#### Aufgabe A:
Geben Sie für jede der Aussagen (i), (ii) und (iii) an, ob sie mit dem Text über die Aufklärungsausstellung übereinstimmt, und belegen Sie jedes Ja oder Nein mit den entscheidenden Worten des Textes als wörtliches Zitat. (i) Die Ausstellung stellt die Ideen der Aufklärung als einheitliches Fortschrittsprojekt dar. (ii) Thomas Jefferson besaß selbst Sklaven. (iii) Die in der Französischen Revolution ausgerufenen Menschen- und Bürgerrechte galten auch für Frauen.
#### Aufgabe B:
Schreiben Sie den Text über die Aufklärungsausstellung im Anschluss an seinen letzten Satz weiter.

#### Vorliegender Auszug:
In aktuellen gesellschaftspolitischen Diskussionen werden die universalen Werte der Aufklärung oft zitiert oder in ihrer Reichweite hinterfragt. Zugleich prägen die Widersprüche dieser Epoche das heutige Denken und Handeln. Die Ausstellung „Was ist Aufklärung? Fragen an das 18. Jahrhundert“ schafft einen historischen Rahmen für die Debatten unserer Zeit: Sie konzentriert sich auf die zentralen Auseinandersetzungen der Epoche und beleuchtet ihre Ambivalenzen, indem sie die Ideen der Aufklärung nicht als homogenes Fortschrittsprojekt präsentiert, sondern die Konflikte um Konzepte und Forderungen sichtbar macht. Dabei wird deutlich, dass damalige Vorstellungen von Gleichberechtigung oder Toleranz unseren heutigen Vorstellungen nicht entsprechen und oft in der Praxis nicht eingelöst wurden. So deklarierte Friedrich II. von Preußen eine religiöse Toleranz, die nicht verwirklicht wurde. Thomas Jefferson postulierte in der Unabhängigkeitserklärung der Vereinigten Staaten die Gleichheit aller Menschen und war selbst Sklavenhalter. Im Zuge der Französischen Revolution wurden die Menschen- und Bürgerrechte ausgerufen, sie galten jedoch nicht für Frauen. Es war die Zeit der Kosmopoliten, aber auch eines Kolonialismus, in dem Menschen in den kolonisierten Gebieten versklavt und zur Handelsware degradiert wurden. Im Zuge populärer Entdeckungsreisen begegneten Europäer unbekannten Völkern, die sie mit großer Neugierde beschrieben. Zugleich bereiteten ihre Versuche, Menschen systematisch zu klassifizieren, auch die Grundlage eines wissenschaftlichen Rassismus.

#### Rohdaten:

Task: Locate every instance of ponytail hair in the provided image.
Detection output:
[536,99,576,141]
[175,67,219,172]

#### Ihre Antwort A:
(i) Nein: „indem sie die Ideen der Aufklärung nicht als homogenes Fortschrittsprojekt präsentiert“
(ii) Ja: „und war selbst Sklavenhalter“
(iii) Nein: „sie galten jedoch nicht für Frauen“

#### Ihre Antwort B:
Die Kuratorin Liliane Weissberg nimmt das sogenannte „lange 18. Jahrhundert“ in einer internationalen Perspektive in den Blick und stellt die wesentlichen Fragen der Epoche in den Mittelpunkt: Nach einem Prolog zum Begriff der Aufklärung folgt der Ausstellungsrundgang auf 1100 Quadratmetern dem Prinzip des Kaleidoskops und ermöglicht den Besucherinnen und Besuchern fortlaufende Querbezüge zwischen den zwölf Kapiteln. Das Themenspektrum reicht dabei von der Suche nach Wissen und der Entstehung neuer Wissenschaften und Ordnungsprinzipien über Fragen nach der Religion, der Gleichheit und Freiheit der Menschen und der Forderung nach bürgerlichen Rechten bis hin zu Merkantilismus und Weltbürgertum. Sie beschäftigt sich mit den politischen und wirtschaftlichen Modellen der Zeit und dem neuen Begriff von Öffentlichkeit, der auch die populären Publikationsmedien, Akademien und Salons einschloss. Weitere Sektionen widmen sich dem hohen Stellenwert der Pädagogik und der Entstehung des modernen Individuums, zeichnen die vorherrschenden Geschlechtermodelle nach und blicken auf eine Moderne, die die Antike wiederentdeckte.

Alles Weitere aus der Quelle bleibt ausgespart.